### TRECHO DO TEXTO ###

Desembaraçando a lógica da fé
Já
tive a oportunidade de comentar este diálogo quando deparei com ele pela
primeira vez no facebook. Mas eu não
pude dispensar sobre ele um exame detido. Pretendo fazê-lo agora. Uma leitura
atenta mostra-nos uma série de inconsistências lógico-semânticas e
argumentativas.
Assumo
o pressuposto de que todo ato de linguagem é, essencialmente, argumentativo. E
este diálogo de autoria anônima, que circula naquela rede social, foi produzido
com o propósito de fazer apologia à fé cristã. O seu autor, recorrendo a certas
sofisticações argumentativas (como o recurso a analogias e ilustrações),
tentará mostrar que Deus existe pelo simples fato de o cristão poder senti-lo.
O autor tentará nos convencer de que se pode provar a existência de Deus pelo
simples fato de o sentirmos.
Comecemos,
pois, a desembaraçar os liames argumentativos, a fim de que notemos as
fragilidades do raciocínio.
O
ateu é categórico e inicia asseverando a inexistência de Deus (Eu digo [que
Deus não existe]), ao que o cristão responde asseverando o contrário (Eu digo
[que Deus existe]). Produz-se, então, o conflito.. É interessante notar que a
participação do ateu é, no entanto, discreta; ele foi reduzido a mero
coadjuvante. A ele é atribuído uma conclusão logicamente inaceitável (“Então,
Deus não existe”), tendo em conta a resposta do cristão, após ser instando a
provar a existência de Deus. Nas duas últimas contribuições do ateu, ele se
limita apenas a responder: à sugestão de uma imagem, através da qual ele é
levado a imaginar uma situação comum da experiência humana (a de saborear uma
laranja), ele responde “sim” (ou seja, “compreendo, prossiga...”); ao que faria
caso o cristão negasse uma evidência, ou seja, a de que a laranja está doce
(nesse caso, o ateu diz que sugeriria ao cristão que experimentasse a laranja
para certificar-se de que ela está doce).

### DADOS FORNECIDOS ###

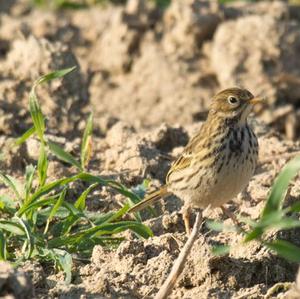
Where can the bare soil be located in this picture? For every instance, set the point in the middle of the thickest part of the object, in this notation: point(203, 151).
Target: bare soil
point(148, 75)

###

**TAREFAS:**
1) Transcreva do texto sobre a lógica da fé a parte que abre com as palavras "O autor tentará" e fecha com "fragilidades do raciocínio.".
2) No texto sobre a lógica da fé, que situação comum da experiência humana o ateu é levado a imaginar?

**RESPOSTAS POR TAREFA:**
1)
O autor tentará nos convencer de que se pode provar a existência de Deus pelo
simples fato de o sentirmos.
Comecemos,
pois, a desembaraçar os liames argumentativos, a fim de que notemos as
fragilidades do raciocínio.

2) A de saborear uma laranja.